◆ **Task details**
Reproduce the lines below, substituting "coordinate pair" for "pixel pair" and leaving everything else unchanged. Omit the pictures from your answer.

:: Materials provided ::

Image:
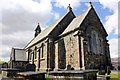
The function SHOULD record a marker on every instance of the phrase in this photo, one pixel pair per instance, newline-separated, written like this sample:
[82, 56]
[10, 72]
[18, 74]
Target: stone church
[76, 41]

:::

◆ **Answer for the task**
Image:
The function SHOULD record a marker on every instance of the phrase in this photo, one coordinate pair per instance, newline-separated, written like this sample:
[82, 56]
[10, 72]
[18, 74]
Target: stone church
[76, 41]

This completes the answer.